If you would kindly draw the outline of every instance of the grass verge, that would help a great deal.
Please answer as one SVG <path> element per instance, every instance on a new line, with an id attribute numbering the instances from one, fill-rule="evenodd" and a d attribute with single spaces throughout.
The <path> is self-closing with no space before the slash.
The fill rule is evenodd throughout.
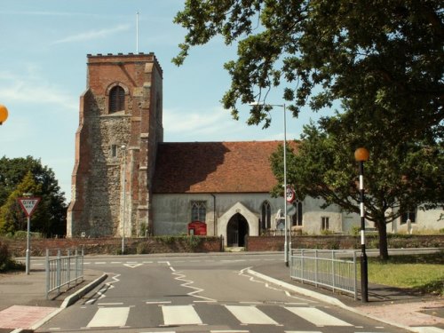
<path id="1" fill-rule="evenodd" d="M 388 261 L 369 258 L 369 281 L 444 295 L 444 251 L 392 256 Z"/>

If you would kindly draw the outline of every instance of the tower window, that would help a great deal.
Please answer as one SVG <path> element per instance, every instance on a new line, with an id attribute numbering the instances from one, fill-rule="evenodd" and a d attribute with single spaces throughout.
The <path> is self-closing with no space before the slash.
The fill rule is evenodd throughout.
<path id="1" fill-rule="evenodd" d="M 205 202 L 191 202 L 191 220 L 205 222 L 207 217 L 207 203 Z"/>
<path id="2" fill-rule="evenodd" d="M 117 145 L 111 145 L 111 157 L 117 156 Z"/>
<path id="3" fill-rule="evenodd" d="M 329 230 L 329 217 L 321 218 L 321 230 Z"/>
<path id="4" fill-rule="evenodd" d="M 125 109 L 125 91 L 116 85 L 109 91 L 109 113 Z"/>
<path id="5" fill-rule="evenodd" d="M 291 218 L 291 225 L 293 226 L 302 226 L 302 202 L 297 200 L 292 204 L 296 208 L 296 213 Z"/>

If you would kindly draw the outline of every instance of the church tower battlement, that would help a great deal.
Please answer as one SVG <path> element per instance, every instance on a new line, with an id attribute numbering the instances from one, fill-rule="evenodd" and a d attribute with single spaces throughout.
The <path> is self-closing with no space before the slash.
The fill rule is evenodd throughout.
<path id="1" fill-rule="evenodd" d="M 162 67 L 154 53 L 87 59 L 67 236 L 144 235 L 163 141 Z"/>

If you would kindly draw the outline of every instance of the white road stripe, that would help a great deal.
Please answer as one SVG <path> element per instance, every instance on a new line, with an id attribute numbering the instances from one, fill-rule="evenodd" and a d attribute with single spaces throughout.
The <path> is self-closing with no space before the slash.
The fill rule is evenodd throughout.
<path id="1" fill-rule="evenodd" d="M 279 325 L 255 306 L 225 305 L 242 324 Z"/>
<path id="2" fill-rule="evenodd" d="M 101 307 L 87 327 L 123 327 L 125 326 L 129 313 L 129 307 Z"/>
<path id="3" fill-rule="evenodd" d="M 162 312 L 165 326 L 202 323 L 193 305 L 163 305 Z"/>
<path id="4" fill-rule="evenodd" d="M 110 306 L 110 305 L 123 305 L 123 302 L 116 302 L 116 303 L 98 303 L 99 306 Z"/>
<path id="5" fill-rule="evenodd" d="M 287 310 L 316 326 L 353 326 L 314 307 L 288 307 Z"/>

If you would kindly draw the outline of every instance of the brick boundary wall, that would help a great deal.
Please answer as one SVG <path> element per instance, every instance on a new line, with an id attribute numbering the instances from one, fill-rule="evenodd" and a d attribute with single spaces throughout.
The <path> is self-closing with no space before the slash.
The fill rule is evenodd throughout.
<path id="1" fill-rule="evenodd" d="M 193 253 L 220 252 L 224 250 L 219 237 L 149 237 L 125 239 L 126 254 L 147 253 Z M 400 248 L 444 248 L 444 234 L 437 235 L 389 235 L 389 249 Z M 197 241 L 196 241 L 197 240 Z M 291 239 L 293 249 L 360 249 L 360 236 L 318 235 L 295 236 Z M 12 257 L 25 257 L 26 239 L 12 240 L 0 238 L 0 243 L 8 246 Z M 247 251 L 283 251 L 283 236 L 249 236 L 246 238 Z M 368 235 L 369 249 L 377 249 L 377 234 Z M 31 239 L 31 256 L 44 256 L 46 249 L 54 255 L 57 249 L 83 248 L 86 255 L 120 254 L 122 238 L 51 238 Z"/>
<path id="2" fill-rule="evenodd" d="M 444 234 L 436 235 L 387 235 L 389 249 L 400 248 L 444 248 Z M 283 236 L 249 236 L 246 239 L 248 251 L 283 251 Z M 377 234 L 366 236 L 366 245 L 369 249 L 378 248 Z M 360 236 L 352 235 L 317 235 L 293 236 L 293 249 L 360 249 Z"/>
<path id="3" fill-rule="evenodd" d="M 0 243 L 8 246 L 12 257 L 25 257 L 26 239 L 0 238 Z M 149 237 L 125 239 L 125 254 L 220 252 L 223 250 L 219 237 Z M 122 238 L 48 238 L 31 239 L 31 256 L 55 255 L 57 250 L 83 249 L 85 255 L 121 254 Z M 63 253 L 65 255 L 65 253 Z"/>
┄┄┄┄┄┄┄┄┄┄┄┄┄┄┄┄┄┄┄┄
● **Given problem**
Pull out every line of the material above that contains the string "kindly". Case counts.

● **Task response**
If you would kindly draw the outline of every instance of the grass verge, that would help a great deal.
If you would kindly draw the outline of every instance of the tower window, that would help a great deal.
If you would kindly draw the outline of every instance of the church tower battlement, that would help a great deal.
If you would kindly draw the outline of every instance of the white road stripe, that would help a great deal.
If you would kindly draw the outline of every instance of the brick boundary wall, that would help a great deal.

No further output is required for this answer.